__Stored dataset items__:

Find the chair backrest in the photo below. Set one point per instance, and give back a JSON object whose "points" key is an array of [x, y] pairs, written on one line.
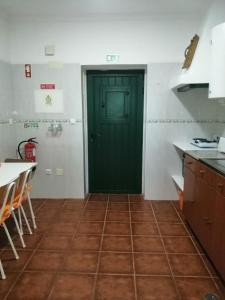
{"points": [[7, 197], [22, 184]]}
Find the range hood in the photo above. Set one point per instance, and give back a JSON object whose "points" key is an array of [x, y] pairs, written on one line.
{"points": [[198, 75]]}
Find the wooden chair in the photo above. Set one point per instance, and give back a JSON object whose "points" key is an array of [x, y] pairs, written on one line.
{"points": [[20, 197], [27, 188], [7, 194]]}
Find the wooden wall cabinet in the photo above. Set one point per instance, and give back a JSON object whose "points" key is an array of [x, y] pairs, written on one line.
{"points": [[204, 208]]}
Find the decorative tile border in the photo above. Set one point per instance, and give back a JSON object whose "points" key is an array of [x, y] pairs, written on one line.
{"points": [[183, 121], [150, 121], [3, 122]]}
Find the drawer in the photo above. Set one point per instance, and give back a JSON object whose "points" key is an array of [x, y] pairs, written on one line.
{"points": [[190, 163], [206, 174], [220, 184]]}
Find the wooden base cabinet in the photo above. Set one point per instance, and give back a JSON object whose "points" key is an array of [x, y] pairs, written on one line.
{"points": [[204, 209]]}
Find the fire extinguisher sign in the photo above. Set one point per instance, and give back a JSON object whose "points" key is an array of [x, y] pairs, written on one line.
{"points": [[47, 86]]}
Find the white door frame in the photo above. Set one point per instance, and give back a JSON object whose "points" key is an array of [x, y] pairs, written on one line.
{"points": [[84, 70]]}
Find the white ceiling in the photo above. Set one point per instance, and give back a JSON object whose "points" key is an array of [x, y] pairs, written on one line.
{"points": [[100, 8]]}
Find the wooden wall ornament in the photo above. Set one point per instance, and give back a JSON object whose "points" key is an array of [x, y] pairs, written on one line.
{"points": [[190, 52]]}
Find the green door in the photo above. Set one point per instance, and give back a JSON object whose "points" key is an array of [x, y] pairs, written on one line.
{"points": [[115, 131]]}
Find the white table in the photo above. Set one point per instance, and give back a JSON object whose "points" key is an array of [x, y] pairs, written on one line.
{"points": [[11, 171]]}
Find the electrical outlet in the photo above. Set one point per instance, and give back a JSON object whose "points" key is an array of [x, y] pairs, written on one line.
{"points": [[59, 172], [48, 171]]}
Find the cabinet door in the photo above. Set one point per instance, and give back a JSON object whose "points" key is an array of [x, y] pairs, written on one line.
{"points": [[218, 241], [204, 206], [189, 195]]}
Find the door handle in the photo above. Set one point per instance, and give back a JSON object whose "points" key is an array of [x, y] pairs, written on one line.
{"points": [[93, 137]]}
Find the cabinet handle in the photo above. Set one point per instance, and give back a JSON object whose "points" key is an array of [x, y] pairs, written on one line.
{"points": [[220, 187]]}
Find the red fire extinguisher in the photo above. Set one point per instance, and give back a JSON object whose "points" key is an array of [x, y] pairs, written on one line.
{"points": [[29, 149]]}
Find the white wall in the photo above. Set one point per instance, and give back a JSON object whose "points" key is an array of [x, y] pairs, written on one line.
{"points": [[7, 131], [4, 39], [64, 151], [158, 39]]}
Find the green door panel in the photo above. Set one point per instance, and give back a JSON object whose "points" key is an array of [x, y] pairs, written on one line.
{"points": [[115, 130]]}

__TASK TO COMPLETE__: Write out every line of the material above word for word, leaving out the pictures.

__SOLVED PROBLEM__:
Find the chair backrest in the photo below. Set one point per instance, and give back a JSON object whose "points" key is an array of [x, y] pairs, written on one line.
{"points": [[7, 197], [22, 184]]}
Find the range hood in the photo above. Set one point per instance, and give back a JSON object whose "points" key is an array of [x, y] pairs, written on one line.
{"points": [[198, 75]]}
Find the wooden chair in the photo above. Set one point per instance, and give back a JSON object whose "points" key is an array of [x, y] pairs, written on one line.
{"points": [[20, 197], [27, 188], [7, 194]]}
Find the wooden wall cabinet in the photo above. Set one point per instance, and give back a JSON object whose "points" key is an array of [x, y] pairs, written on one line.
{"points": [[204, 208]]}
Find the decorative tile border in the photo above. Set one point per instance, and give back a JSON object whose "points" key is an array of [x, y] pairs, written on one line.
{"points": [[183, 121], [150, 121], [3, 122]]}
Find the drawer in the photo above. Set one point per instance, and give back a JSON object whose "points" key is an array of [x, y] pairs, written on one line.
{"points": [[190, 163], [206, 174], [220, 184]]}
Find the wooden base cabinet in the photo above. Set one point per instance, and give back a JSON object whose "points" key is an array of [x, y] pairs, written on one line.
{"points": [[204, 209]]}
Find the fire extinguisher sign in the photo above. Set one point per instance, and give back a JSON object whose "points" key is an array of [x, y] pairs, written on one line.
{"points": [[47, 86]]}
Find the white door frame in the photo above. Set one point per instance, and give back a JSON object whose "points" key is an array of [x, y] pairs, written on one line.
{"points": [[84, 70]]}
Find the white ceiling in the photo above. Set one point per instance, and give back a JSON object whose "points" key is an array of [x, y] pairs, written on one line.
{"points": [[100, 8]]}
Find the wooden wall ornament in the photo above. Set one point per instance, and give back a JSON object whose "points" key is an array of [x, y] pairs, written on one line.
{"points": [[190, 52]]}
Find the green door in the photo above. Set one point per instance, and give back a JSON object whose "points" key is an array of [x, y] pairs, written on one line.
{"points": [[115, 131]]}
Find the white table in the photo above. Set one point per instance, and give back a JSON object whose "points" key is an array of [x, y] pairs, written on one line.
{"points": [[11, 171]]}
Find the electrical outlet in the photo above. Set one point per instance, and give back a JSON object whose "points" key is an array of [x, y] pairs, written on one line.
{"points": [[59, 172], [48, 171]]}
Find the cabinet door in the photo above. Set one point per instance, and give back a JSON object whose "points" key is an array of [x, y] pairs, written on one line.
{"points": [[218, 241], [204, 206], [189, 195]]}
Find the door handle in the photo above. Set one point per instance, and give back a JSON object whose "points" key is an array of [x, y] pairs, written on one line.
{"points": [[93, 137]]}
Find the cabinet handle in the photo above. Set one point per instance, and give back a JSON object whose "points" key is an array of [x, y] pairs, written on one line.
{"points": [[220, 187]]}
Find the red fire extinguisher in the photo above. Set one point per instance, and give back a JSON object whose "points" key is an array of [x, y] pairs, written on one line.
{"points": [[29, 149]]}
Find the white wall in the photo above. Set one point per instance, and give back a JSON object whose "points" key is an array of [x, y] pairs, written on one line.
{"points": [[7, 131], [4, 39], [64, 151], [158, 39]]}
Find the green door panel in the photo above. Set one point per instance, and give back a JSON object whose "points" key is an array of [x, y] pairs, written on one line.
{"points": [[115, 130]]}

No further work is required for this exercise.